It was on the backstretch of the two-mile bell lap that Levins pulled past Rupp to complete the Armory double victory, an achievement with which he was elated. “I’ve doubled before,” he said. “In college, I’ve even quadrupled. I’ve done some pretty big ones, but this is definitely my biggest double. I would say probably my biggest win in my career, frankly.”
“He’s just taking off now,” said Salazar. “He’s going to be competitive at every level this year.”
Levins was the Canadian cross country champion from 2010 through 2012. While in college in the U.S. at Southern Utah University, he defeated the likes of Lawi Lalang, Stephen Sambu and Chris Derrick to win the 5000m and 10,000m at the 2012 NCAA championships, a feat previously accomplished in 2009 by Rupp.
“In college, at our conference championships,” Levins began, laughing at the recollection, “it’s about getting a lot of points, so I would quadruple in the 800m, the mile, the 3K and the 5K!”
He triumphed in all four events at the Summit League indoor track championships in Fort Wayne, Indiana in 2012, contesting the 800m heats and the final of the 3000m (which he won in 8:19.29) on one day. The following day, he won the finals of the 800m (1:50.81), mile (4:10.26) and 5000m (14:35.15).
Levins, who has outdoor long distance track bests of 13:15.19 and 27:27.96, finished outside the top ten at the 2012 London Olympic 5000 and 10,000 as well as the 2013 world championships 10,000.
But last summer, he kicked on the final lap and took the lead in the Commonwealth Games 10,000m in Glasgow and was only run down in the final meters by Uganda’s Moses Kipsiro and Kenya’s Josphat Kipkoech Bett, behind whom he took bronze.
Levins’ chief goal for 2015 is contesting the same distance at the outdoor world championships in Beijing.
“10,000 is his best event,” said Salazar.
Levins said he toys with the idea of doubling up there too. “The primary focus is always the 10K right now, but, I mean, if the race goes well and I have a good 10,000, maybe I’ll do the 5000m as well,” he said.
*****
▶ **QUESTIONS**:
A. Answer these questions about the passage on Levins:
(i) Which runner did Levins pass on the backstretch of the two-mile bell lap?
(ii) At which university did Levins study in the U.S.?
(iii) What was his winning time in the 3000m final at the 2012 Summit League indoor championships?
B. Continue the passage about Levins, starting right after its final sentence.

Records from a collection
*****
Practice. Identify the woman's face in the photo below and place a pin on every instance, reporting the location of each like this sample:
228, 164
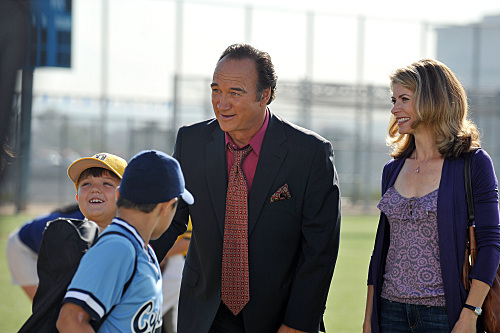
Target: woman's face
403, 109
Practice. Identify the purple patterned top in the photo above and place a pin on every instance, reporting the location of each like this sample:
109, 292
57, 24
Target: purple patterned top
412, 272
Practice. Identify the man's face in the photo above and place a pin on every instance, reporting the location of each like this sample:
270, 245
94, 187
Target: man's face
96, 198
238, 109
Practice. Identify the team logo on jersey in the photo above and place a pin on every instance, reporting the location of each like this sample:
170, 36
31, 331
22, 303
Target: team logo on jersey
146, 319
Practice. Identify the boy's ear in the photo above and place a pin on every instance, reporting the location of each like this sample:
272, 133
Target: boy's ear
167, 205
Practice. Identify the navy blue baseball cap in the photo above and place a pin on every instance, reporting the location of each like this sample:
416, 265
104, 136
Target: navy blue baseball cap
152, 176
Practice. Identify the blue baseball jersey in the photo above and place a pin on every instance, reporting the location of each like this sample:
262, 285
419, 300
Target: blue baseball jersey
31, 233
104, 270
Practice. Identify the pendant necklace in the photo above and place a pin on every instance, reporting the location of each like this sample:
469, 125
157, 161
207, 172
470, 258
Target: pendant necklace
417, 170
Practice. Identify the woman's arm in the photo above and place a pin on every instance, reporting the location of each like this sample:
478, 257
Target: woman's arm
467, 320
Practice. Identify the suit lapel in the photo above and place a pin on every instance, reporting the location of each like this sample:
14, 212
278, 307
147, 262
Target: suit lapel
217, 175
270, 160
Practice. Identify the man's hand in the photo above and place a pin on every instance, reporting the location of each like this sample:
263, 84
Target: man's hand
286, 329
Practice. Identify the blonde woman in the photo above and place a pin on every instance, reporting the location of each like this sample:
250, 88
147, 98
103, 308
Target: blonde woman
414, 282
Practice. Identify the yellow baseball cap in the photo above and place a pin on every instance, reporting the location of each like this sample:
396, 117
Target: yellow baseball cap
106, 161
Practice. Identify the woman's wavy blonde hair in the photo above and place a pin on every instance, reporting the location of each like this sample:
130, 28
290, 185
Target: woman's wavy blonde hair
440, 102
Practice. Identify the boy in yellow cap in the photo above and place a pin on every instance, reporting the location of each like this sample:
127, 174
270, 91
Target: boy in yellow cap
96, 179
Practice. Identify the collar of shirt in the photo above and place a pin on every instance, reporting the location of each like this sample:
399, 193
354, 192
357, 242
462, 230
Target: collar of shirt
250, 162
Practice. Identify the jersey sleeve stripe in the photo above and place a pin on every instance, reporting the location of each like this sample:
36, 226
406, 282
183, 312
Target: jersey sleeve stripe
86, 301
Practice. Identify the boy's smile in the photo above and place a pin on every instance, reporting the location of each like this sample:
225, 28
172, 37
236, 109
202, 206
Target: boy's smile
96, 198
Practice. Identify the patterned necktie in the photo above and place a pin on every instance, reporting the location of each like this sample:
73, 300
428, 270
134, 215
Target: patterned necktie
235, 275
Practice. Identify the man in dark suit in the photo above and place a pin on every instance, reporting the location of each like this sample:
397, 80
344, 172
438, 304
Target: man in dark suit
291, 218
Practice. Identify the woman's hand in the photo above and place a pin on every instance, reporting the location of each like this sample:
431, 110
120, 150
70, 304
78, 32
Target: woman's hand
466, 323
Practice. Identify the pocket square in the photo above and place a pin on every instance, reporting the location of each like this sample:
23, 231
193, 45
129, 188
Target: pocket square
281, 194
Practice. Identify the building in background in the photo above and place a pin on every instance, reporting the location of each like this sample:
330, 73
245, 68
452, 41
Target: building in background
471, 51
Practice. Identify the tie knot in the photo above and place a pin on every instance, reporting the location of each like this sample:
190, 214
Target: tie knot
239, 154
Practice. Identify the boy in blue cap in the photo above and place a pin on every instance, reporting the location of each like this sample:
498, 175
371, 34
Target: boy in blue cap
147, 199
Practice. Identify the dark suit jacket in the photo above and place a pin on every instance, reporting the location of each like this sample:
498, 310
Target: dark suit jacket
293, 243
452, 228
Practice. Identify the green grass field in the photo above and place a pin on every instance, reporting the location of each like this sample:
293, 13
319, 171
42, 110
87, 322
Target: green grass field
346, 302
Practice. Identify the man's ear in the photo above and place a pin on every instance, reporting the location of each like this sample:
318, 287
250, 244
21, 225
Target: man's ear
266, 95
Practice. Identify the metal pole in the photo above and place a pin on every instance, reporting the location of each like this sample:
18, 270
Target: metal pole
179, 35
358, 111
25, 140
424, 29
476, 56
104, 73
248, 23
*****
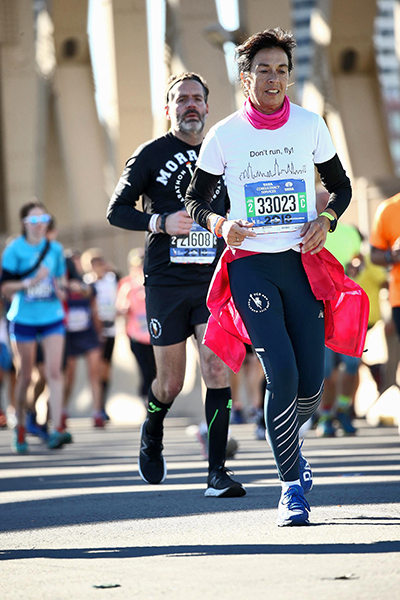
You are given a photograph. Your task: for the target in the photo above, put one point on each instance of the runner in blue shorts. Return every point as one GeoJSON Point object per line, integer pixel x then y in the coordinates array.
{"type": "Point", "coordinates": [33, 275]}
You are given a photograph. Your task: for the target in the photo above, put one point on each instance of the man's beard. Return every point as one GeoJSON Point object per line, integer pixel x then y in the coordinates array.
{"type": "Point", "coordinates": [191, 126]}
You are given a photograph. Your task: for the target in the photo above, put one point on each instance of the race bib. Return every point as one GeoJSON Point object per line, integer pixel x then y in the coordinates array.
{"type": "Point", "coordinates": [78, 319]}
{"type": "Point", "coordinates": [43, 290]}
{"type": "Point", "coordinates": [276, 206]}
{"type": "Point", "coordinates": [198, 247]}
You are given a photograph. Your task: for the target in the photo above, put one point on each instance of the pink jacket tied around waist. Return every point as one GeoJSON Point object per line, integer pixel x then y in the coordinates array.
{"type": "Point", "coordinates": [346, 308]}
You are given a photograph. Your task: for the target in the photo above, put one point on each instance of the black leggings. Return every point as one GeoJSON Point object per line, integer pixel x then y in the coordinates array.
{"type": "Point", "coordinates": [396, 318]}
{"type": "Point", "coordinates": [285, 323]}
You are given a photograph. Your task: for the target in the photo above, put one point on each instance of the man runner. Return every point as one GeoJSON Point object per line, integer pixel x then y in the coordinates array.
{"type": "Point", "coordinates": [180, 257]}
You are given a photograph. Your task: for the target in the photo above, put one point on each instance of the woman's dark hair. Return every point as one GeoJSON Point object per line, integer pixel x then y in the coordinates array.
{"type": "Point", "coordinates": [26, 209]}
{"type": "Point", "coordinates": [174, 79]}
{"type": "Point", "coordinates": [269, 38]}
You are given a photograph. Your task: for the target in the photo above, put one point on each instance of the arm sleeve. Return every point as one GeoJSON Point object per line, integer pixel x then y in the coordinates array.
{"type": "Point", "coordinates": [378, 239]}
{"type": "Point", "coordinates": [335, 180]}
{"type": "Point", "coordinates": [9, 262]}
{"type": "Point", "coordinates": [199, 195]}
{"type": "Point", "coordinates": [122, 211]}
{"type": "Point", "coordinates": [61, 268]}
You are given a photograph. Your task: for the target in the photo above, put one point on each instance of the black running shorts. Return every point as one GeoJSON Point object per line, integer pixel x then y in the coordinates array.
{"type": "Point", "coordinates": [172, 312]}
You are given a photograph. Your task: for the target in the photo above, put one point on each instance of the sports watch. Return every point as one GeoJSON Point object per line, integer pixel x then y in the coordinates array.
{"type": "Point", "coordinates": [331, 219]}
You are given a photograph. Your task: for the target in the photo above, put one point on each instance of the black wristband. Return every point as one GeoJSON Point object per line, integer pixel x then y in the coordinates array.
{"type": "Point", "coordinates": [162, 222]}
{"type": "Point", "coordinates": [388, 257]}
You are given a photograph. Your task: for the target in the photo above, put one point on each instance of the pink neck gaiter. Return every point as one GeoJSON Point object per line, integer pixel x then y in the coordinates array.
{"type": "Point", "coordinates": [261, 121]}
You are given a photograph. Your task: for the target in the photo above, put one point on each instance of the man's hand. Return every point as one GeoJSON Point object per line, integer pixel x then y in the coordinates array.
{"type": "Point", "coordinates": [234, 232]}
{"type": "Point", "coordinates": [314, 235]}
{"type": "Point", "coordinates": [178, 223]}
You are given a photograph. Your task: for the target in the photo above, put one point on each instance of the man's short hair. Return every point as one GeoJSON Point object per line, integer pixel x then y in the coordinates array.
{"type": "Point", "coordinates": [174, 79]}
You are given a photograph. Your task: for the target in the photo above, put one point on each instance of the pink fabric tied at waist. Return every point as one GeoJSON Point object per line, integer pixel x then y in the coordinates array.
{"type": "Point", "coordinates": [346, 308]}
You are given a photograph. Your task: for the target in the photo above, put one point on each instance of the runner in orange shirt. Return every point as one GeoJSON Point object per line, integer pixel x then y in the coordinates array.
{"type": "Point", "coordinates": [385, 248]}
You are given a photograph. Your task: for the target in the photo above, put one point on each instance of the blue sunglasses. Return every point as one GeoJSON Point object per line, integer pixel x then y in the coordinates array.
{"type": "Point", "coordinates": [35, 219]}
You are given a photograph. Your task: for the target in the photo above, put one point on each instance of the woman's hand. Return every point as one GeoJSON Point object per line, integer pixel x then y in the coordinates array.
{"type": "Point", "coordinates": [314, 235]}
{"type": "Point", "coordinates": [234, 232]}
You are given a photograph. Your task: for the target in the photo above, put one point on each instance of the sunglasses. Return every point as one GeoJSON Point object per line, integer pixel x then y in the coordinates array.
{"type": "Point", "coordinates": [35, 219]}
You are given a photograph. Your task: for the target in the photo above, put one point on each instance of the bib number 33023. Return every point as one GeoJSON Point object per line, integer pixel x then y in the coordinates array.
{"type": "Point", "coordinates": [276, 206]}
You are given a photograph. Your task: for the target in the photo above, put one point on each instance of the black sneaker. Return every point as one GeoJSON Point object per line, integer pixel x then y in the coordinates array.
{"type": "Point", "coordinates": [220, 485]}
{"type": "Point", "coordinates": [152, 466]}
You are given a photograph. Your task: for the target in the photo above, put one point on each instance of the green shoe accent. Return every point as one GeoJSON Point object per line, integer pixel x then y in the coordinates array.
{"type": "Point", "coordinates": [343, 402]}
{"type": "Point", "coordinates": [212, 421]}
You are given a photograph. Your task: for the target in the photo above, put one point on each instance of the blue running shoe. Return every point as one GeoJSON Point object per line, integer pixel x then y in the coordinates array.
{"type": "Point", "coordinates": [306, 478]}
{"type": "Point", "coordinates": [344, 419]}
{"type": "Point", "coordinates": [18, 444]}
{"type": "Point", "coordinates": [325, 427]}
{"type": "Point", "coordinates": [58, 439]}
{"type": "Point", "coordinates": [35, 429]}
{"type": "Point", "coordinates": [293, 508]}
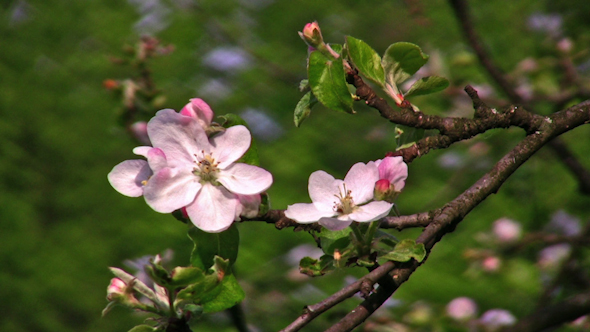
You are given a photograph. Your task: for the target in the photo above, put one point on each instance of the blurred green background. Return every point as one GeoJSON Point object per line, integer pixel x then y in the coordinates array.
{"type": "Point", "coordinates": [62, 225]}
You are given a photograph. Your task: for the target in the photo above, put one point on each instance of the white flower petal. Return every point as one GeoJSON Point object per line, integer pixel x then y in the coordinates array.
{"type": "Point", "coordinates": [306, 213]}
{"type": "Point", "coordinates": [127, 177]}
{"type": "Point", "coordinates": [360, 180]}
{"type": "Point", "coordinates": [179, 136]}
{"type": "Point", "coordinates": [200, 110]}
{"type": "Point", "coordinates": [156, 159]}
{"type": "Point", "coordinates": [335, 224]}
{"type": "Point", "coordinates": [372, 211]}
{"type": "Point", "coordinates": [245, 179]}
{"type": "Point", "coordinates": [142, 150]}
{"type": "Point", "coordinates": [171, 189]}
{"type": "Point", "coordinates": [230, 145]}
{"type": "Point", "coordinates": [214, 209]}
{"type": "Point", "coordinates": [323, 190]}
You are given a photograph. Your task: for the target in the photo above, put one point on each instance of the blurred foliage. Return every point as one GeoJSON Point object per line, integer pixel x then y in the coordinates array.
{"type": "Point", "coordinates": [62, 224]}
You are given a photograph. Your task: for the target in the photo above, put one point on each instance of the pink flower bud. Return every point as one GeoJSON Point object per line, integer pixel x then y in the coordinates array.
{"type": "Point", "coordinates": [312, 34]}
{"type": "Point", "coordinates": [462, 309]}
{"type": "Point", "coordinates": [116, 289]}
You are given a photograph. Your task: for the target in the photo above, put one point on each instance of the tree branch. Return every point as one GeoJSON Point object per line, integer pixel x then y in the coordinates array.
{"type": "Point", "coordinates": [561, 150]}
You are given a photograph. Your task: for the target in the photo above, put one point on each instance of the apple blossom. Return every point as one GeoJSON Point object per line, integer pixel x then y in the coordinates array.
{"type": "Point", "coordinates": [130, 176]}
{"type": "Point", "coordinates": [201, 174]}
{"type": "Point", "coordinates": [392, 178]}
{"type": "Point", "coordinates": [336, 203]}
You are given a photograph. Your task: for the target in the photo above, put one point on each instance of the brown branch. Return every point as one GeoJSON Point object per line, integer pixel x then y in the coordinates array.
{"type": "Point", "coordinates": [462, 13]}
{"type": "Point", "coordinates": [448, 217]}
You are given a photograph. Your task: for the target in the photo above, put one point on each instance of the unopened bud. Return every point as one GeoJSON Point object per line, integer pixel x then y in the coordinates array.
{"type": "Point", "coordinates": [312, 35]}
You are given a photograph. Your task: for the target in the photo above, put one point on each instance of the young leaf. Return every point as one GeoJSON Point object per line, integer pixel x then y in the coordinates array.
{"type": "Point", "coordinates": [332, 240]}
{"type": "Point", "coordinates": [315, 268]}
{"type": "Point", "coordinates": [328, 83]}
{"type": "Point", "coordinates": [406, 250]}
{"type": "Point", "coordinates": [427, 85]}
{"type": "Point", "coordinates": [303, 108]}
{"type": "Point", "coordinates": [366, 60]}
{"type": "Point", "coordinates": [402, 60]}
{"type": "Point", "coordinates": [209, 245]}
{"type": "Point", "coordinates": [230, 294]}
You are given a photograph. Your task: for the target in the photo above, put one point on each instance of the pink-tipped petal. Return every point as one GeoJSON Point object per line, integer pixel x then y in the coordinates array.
*****
▶ **ANSWERS BELOW**:
A.
(i) Rupp
(ii) Southern Utah University
(iii) 8:19.29

B.
He’s had plenty of close-range sources of inspiration in doubling. “A lot of my teammates,” he said. “I’m teammates with Mo Farah. I’ve watched him double at the world championships and the Olympics, and I mean, his accomplishments speak for themselves.” Farah swept the long distance track titles at both the 2012 and 2013 global championships.
“His accomplishments are still well beyond mine, so if I could even get near something like that one day, that’d be great,” said Levins.
The same athletes also top the list of 10,000m contenders Levins anticipates challenging in China.
“Predominantly my teammates, actually,” he said. “I mean, Galen and Mo are the big guys and I have no doubt there’s going to be – there’s always – athletes popping up from East Africa and it’s going to be competitive up front. It’s hard to know exactly who I’m going to be up against because, I mean, now those teams aren’t selected yet, but my training partners – if I stay close to them and train well with them, I’ll be looking to hopefully compete as well as them.”
Aside from podium finishes by Farah and Rupp, the men’s 10,000m medals at the last six global championships have gone to athletes from Ethiopia, Kenya and Eritrea.
Levins will be hoping he can deliver outdoors on the promise of his impressive feat indoors.
“Ultimately, everything we’re doing is still building towards world championships in August,” said Levins, who estimates he’ll start his outdoor racing schedule in May following a break.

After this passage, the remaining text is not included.